-------- INPUT FOR THIS TASK
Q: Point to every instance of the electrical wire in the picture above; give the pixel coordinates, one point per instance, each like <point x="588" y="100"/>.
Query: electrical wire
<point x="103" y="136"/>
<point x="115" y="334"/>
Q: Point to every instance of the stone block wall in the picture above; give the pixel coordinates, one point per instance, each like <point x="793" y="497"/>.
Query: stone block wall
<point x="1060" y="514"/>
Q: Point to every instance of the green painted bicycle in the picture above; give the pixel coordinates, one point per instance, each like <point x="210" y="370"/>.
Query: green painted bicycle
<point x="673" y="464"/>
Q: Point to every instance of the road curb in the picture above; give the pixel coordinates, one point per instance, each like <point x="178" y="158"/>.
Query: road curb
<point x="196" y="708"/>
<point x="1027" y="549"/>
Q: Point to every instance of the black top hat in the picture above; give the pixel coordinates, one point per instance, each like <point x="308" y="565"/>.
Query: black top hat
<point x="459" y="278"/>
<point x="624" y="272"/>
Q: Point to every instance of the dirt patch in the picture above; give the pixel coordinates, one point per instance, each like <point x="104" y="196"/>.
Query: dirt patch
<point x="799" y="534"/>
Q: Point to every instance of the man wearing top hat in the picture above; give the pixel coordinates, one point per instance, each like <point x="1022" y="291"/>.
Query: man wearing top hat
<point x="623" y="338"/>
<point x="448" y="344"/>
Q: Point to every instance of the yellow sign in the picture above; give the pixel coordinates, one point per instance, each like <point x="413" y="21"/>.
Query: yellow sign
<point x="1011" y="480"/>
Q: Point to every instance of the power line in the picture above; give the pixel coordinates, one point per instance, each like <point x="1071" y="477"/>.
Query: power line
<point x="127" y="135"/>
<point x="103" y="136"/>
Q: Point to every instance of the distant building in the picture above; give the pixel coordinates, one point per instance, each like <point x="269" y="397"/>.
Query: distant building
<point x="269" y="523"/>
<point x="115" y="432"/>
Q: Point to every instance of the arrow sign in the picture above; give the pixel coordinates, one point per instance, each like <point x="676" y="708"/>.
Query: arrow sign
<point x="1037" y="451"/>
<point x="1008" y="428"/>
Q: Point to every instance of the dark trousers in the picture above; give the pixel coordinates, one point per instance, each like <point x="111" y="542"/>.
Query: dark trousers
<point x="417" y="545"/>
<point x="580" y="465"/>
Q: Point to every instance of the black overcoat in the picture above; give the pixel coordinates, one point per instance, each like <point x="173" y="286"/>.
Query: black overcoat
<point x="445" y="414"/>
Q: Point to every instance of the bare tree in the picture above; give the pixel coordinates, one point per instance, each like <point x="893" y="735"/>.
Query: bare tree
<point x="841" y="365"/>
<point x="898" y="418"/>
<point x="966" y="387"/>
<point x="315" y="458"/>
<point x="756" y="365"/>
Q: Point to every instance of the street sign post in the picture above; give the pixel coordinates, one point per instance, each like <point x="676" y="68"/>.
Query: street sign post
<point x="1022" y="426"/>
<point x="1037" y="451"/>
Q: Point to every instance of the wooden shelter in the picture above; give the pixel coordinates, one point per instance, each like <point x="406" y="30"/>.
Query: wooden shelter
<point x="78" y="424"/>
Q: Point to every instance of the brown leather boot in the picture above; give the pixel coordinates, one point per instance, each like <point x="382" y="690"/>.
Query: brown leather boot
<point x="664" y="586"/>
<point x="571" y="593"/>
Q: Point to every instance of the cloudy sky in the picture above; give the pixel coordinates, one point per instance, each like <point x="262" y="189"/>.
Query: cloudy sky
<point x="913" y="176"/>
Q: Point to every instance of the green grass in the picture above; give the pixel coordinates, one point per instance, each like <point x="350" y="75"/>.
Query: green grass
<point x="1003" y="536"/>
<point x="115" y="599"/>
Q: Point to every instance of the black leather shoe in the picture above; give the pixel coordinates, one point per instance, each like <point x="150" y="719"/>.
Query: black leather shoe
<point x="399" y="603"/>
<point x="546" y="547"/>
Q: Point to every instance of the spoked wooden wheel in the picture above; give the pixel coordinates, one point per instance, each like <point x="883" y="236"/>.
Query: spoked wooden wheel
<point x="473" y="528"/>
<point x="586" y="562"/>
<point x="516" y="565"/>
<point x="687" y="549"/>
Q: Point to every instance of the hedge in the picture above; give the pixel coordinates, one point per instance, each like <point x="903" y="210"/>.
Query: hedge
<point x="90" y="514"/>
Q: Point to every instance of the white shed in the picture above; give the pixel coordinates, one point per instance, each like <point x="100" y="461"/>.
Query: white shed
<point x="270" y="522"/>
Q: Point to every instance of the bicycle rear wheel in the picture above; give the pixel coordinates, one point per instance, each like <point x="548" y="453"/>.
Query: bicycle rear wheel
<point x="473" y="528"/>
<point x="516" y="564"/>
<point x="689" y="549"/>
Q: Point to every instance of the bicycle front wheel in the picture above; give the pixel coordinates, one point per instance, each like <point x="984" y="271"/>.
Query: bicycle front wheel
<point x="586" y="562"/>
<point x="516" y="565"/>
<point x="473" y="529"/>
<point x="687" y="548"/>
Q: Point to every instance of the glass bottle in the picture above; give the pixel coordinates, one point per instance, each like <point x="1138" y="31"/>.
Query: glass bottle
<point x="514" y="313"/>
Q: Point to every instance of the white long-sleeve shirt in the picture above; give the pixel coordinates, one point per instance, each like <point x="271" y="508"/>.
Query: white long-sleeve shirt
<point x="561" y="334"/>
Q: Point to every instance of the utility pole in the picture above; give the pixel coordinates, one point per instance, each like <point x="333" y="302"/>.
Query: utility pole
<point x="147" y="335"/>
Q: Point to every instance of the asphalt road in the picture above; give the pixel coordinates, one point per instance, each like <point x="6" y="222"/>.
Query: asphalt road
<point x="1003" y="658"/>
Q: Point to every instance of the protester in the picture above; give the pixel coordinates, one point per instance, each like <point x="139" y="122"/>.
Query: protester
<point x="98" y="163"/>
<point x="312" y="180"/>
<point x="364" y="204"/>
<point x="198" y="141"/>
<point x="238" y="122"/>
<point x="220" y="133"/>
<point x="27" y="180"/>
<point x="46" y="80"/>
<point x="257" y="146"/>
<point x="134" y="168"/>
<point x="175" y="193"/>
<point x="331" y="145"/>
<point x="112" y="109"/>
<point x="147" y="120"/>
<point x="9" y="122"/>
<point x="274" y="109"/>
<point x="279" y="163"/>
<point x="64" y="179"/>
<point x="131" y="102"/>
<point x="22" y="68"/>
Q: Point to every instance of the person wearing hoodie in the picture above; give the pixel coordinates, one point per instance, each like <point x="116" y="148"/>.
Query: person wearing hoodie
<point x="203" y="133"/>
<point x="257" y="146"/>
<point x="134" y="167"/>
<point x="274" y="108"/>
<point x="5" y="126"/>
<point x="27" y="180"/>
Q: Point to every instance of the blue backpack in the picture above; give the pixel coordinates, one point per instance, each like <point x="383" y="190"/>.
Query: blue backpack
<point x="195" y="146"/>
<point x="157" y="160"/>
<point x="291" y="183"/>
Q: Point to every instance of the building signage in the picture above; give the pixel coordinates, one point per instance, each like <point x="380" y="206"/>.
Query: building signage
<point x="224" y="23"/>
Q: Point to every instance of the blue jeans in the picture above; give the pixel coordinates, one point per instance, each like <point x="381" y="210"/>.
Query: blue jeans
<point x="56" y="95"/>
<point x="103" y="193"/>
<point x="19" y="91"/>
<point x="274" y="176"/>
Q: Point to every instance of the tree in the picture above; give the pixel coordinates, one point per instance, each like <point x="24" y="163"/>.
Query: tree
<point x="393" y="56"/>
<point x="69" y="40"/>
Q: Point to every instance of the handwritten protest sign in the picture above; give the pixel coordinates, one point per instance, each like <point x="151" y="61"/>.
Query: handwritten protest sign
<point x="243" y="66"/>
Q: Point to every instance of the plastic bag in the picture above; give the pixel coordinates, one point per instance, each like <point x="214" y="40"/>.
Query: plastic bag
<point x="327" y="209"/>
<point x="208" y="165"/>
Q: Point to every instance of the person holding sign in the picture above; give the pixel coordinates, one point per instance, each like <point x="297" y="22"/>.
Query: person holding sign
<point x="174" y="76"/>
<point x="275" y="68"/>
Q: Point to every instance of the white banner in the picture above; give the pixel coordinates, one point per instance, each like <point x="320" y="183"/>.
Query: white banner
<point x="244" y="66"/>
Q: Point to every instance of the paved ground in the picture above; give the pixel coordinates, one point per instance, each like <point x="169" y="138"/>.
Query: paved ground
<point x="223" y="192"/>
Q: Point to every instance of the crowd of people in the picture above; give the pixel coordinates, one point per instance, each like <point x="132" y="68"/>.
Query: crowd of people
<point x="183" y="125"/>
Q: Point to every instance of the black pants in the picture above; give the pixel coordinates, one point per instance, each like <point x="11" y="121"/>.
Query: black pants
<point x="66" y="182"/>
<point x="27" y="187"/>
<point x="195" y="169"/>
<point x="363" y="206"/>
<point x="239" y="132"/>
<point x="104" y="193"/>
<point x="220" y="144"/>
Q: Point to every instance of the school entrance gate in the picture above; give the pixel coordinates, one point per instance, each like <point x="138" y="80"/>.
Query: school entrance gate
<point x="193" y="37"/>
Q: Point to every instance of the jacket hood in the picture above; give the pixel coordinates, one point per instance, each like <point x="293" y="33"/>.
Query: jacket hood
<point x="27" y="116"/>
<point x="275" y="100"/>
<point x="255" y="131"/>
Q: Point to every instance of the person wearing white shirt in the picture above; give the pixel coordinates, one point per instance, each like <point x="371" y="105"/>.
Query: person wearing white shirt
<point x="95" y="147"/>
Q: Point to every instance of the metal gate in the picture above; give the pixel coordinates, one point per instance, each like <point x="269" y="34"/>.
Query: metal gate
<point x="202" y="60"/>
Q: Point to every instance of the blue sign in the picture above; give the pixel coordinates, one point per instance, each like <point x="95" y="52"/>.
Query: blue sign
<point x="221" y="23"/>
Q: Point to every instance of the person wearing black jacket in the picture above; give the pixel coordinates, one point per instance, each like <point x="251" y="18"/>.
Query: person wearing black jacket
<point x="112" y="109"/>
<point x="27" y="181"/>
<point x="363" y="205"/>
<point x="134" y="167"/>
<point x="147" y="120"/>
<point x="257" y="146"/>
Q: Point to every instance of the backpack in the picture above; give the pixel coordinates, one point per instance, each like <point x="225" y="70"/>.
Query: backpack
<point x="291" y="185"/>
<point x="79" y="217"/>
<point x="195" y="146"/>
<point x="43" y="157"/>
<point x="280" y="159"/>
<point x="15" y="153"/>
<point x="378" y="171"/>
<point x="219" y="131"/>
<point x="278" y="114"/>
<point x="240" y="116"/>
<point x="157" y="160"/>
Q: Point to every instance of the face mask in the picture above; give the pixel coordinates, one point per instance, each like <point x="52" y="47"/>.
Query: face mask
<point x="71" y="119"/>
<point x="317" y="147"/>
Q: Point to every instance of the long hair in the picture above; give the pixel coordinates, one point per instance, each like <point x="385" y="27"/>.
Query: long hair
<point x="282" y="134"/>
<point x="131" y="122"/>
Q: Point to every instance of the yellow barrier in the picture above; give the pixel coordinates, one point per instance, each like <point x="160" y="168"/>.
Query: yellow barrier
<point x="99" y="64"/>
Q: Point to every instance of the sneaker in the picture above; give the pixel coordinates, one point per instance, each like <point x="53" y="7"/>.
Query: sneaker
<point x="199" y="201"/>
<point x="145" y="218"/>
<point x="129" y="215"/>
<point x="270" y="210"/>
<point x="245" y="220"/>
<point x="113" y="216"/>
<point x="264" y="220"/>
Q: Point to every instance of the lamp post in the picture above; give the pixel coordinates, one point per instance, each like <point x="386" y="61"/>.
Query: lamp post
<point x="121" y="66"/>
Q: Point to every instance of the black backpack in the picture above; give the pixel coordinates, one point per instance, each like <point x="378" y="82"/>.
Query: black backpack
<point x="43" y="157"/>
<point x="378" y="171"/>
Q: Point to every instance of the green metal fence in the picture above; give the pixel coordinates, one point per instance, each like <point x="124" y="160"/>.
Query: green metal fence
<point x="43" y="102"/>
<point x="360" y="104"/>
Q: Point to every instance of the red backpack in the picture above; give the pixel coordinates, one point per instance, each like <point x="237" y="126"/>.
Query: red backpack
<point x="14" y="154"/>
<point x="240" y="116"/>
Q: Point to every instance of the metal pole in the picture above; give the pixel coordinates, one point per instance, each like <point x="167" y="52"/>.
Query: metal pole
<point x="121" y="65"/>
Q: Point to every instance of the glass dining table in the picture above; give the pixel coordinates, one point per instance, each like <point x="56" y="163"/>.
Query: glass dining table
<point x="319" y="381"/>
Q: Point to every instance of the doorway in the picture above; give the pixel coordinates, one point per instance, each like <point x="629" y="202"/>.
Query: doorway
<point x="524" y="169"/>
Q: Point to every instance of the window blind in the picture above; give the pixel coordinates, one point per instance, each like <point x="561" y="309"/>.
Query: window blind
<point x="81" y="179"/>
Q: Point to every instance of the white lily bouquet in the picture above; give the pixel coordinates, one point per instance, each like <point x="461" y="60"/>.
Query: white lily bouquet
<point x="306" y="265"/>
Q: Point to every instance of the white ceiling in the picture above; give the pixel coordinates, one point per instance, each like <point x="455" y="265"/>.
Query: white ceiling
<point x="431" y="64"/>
----------------
§ **TASK**: From the line containing "Q: Point to every instance of the metal pole" through the closing line of the material above, return every line exactly and omit all others.

§ **FULL SOLUTION**:
Q: Point to every instance of the metal pole in the picture above; give the pixel coordinates, one point per instance, each like <point x="167" y="52"/>.
Query: metal pole
<point x="121" y="65"/>
Q: Point to every instance of the glass dining table in the picture above; give the pixel coordinates, one point per instance, each like <point x="56" y="163"/>.
Query: glass dining table
<point x="319" y="381"/>
Q: Point to every instance of the doorway in the picture above; give the pixel coordinates, one point per instance, each like <point x="629" y="202"/>.
Query: doorway
<point x="524" y="169"/>
Q: Point to every instance of the window blind in the picture above; give the pixel coordinates, one point per instance, each like <point x="561" y="309"/>.
Query: window blind
<point x="81" y="179"/>
Q: Point to every instance of the white lily bouquet in the picture above; give the pixel coordinates, one point per instance, each like <point x="461" y="60"/>.
Query: white lily bouquet
<point x="306" y="265"/>
Q: Point to every instance of the white ceiling in the picture above; give the pixel coordinates, one point per instance, each like <point x="455" y="265"/>.
Query: white ceiling
<point x="431" y="64"/>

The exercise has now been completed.